Consignes —
• 1. Dans les critiques de films, relevez tous les acteurs cités pour la distribution d'A Perfect Day.
• 2. D'après les critiques de films, pourquoi l'adaptation de Dune par Jodorowsky n'a-t-elle pas abouti ? Répondez en une à trois phrases.
• 3. Rédigez la suite des critiques de films à partir de leur dernière phrase.

Texte à étudier —
○ ○ ○ ○ ○ ○ ○

JODOROWSKY'S DUNE (Frank Pavich, 16 mar) LL
Ce documentaire a la particularité d'avoir été projeté à la Quinzaine des Réalisateurs du Festival de Cannes en 2013, dans la même sélection que La Danza de la realidad, le dernier film à ce jour d'Alejandro Jodorowsky. Il raconte le projet avorté par ce dernier d'une adaptation du roman SF Dune dans les années 70. En grand gourou, Jodorowsky a réussi à convaincre Mick Jagger (pour le rôle principal), Salvador Dali (pour celui de l'empereur de l'espace), le dessinateur Moebius, les groupes Pink Floyd et Magma... Mais l'argent a manqué, Hollywood ne voulant pas en entendre parler, compte tenu de la personnalité du réalisateur des barrés El Topo et La Montagne sacrée... Sur le fond, ce documentaire retient l'attention. Mais la forme conventionnelle évoque trop une sorte de bonus promotionnel pour DVD, contrairement par exemple à l'inventivité du documentaire de Serge Bromberg et Ruxandra Medrea sur L'Enfer d'Henri-Georges Clouzot, autre film qui n'ira pas jusqu'à son terme.

A PERFECT DAY (Fernando Leon de Aranoa, 16 mar) LL
48 heures quelque part dans les Balkans au milieu des années 1990. Une équipe d'une ONG s'occupant de l'assainissement de l'eau doit sortir un cadavre pendu dans un puits... Le plus réussi, même s'il faut un peu de temps pour l'apprécier, c'est le ton du film, mélange détonnant de comédie, de drame, de road movie et de film de guerre. On s'attache peu à peu aux membres de l'équipe, jouée par un casting international : Benicio del Toro, Tim Robbins (méconnaissable), Mélanie Thierry, Olga Kurylenko et Fedja Stukan. Mais si aucun ne tire la couverture à lui, il faut signaler que les personnages masculins sont mieux écrits que les deux personnages féminins (une ingénue qui découvre le terrain et une ex de l'un des membres de l'ONG). Autre réserve : on ne voit pas tant que ça la population civile (comme si elle faisait aussi partie du décor).

○ ○ ○ ○ ○ ○ ○

Données sources —
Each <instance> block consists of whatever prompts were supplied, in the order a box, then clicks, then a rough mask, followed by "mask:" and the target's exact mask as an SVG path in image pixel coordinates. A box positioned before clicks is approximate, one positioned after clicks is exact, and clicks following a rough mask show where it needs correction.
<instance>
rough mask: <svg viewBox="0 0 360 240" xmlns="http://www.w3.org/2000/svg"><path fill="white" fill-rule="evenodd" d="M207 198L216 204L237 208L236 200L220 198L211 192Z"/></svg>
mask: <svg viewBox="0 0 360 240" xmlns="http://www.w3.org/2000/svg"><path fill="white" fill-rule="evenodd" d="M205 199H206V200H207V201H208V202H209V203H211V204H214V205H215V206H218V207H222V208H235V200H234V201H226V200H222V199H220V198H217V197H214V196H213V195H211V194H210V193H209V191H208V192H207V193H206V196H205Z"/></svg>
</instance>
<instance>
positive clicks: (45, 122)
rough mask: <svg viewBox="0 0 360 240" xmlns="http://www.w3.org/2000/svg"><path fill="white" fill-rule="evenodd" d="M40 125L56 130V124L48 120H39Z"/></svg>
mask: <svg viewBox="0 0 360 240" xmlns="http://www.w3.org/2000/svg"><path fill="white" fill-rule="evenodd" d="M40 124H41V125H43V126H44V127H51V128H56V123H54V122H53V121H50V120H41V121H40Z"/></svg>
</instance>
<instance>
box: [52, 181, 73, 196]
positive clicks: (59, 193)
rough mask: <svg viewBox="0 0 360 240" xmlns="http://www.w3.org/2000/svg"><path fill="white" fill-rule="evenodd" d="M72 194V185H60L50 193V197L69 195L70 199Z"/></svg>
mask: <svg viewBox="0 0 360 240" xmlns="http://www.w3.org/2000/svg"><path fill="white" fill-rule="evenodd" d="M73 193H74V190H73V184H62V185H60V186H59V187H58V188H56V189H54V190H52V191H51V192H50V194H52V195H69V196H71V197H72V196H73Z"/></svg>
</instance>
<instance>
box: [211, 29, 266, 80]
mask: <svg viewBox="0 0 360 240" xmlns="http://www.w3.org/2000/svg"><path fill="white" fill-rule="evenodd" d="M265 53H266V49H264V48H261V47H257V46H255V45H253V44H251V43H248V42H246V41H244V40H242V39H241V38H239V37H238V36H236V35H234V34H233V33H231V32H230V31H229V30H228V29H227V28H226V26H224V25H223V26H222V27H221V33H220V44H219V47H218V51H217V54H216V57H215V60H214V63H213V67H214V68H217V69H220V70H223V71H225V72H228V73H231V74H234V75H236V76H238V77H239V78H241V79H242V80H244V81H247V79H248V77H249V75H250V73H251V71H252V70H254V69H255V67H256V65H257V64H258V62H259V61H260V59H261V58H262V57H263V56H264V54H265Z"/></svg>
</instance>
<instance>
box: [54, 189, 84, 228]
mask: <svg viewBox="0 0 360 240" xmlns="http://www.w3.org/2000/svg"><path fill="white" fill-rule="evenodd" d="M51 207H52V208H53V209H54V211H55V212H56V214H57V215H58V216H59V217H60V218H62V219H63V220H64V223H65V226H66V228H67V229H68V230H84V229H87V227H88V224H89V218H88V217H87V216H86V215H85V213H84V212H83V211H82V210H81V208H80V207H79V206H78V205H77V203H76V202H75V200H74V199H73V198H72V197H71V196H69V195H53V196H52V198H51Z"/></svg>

○ ○ ○ ○ ○ ○ ○

Résultats attendus —
• 1. Benicio del Toro, Tim Robbins, Mélanie Thierry, Olga Kurylenko, Fedja Stukan

• 2. Le projet a échoué faute d'argent. Hollywood refusait d'en entendre parler en raison de la personnalité de Jodorowsky, réalisateur des films « barrés » El Topo et La Montagne sacrée.

• 3.
JE NE SUIS PAS UN SALAUD (Emmanuel Finkiel, 24 fév) LL
Eddie est un homme jeune, chômeur, qui manque cruellement d'estime de soi, et il est également séparé de sa femme. Un soir il est agressé. Son statut change, surtout qu'il s'empresse de désigner Ahmed comme son agresseur. Sauf que celui-ci est innocent (Eddie a juste remarqué son visage quelques jours plus tôt dans une vidéo d'un exercice à l'ANPE). Au départ, le film est prometteur, d'autant plus qu'Emmanuel Finkiel (Voyages) n'a pas perdu la main et que sa mise en scène, qui utilise beaucoup de vitres, de miroirs, reste sophistiquée. Mais, inexorablement, le film glisse vers les rails attendus d'une noirceur stéréotypée de (télé)film "coup de poing". Si l'inconfort du film, dans le portrait non pas d'un salaud mais d'une lâcheté ordinaire, est à mettre à son crédit, sa lourdeur (inhabituelle chez Finkiel) l'empêche d'être une vraie réussite.

THE REVENANT (Alejandro Gonzalez Inarritu, 24 fév) LL
Inarritu aime les défis. Après Birdman, et la virtuosité de la caméra qui donnait l'impression visuelle d'un plan-séquence unique d'une heure et demi (de façon assez gratuite car au niveau scénario il n'y avait pas unicité de temps), voici The Revenant, qui raconte l'histoire d'un trappeur dans les années 1820 qui est grièvement blessé par un ours, et laissé pour mort par ses coéquipiers. Tout seul il doit survivre, avant peut-être de se venger... On peut admirer le film techniquement, pour les éprouvantes conditions de tournage ou pour l'importance des effets spéciaux. Le problème, c'est que du coup certaines scènes sont trop extrêmes pour être crédibles. Et on se passerait bien, également, de certains flash-backs ou visions oniriques qui font penser aux scories discutables de certains films de Terrence Malick (Nouveau monde, Tree of life), les deux cinéastes ayant d'ailleurs le même directeur de la photographie.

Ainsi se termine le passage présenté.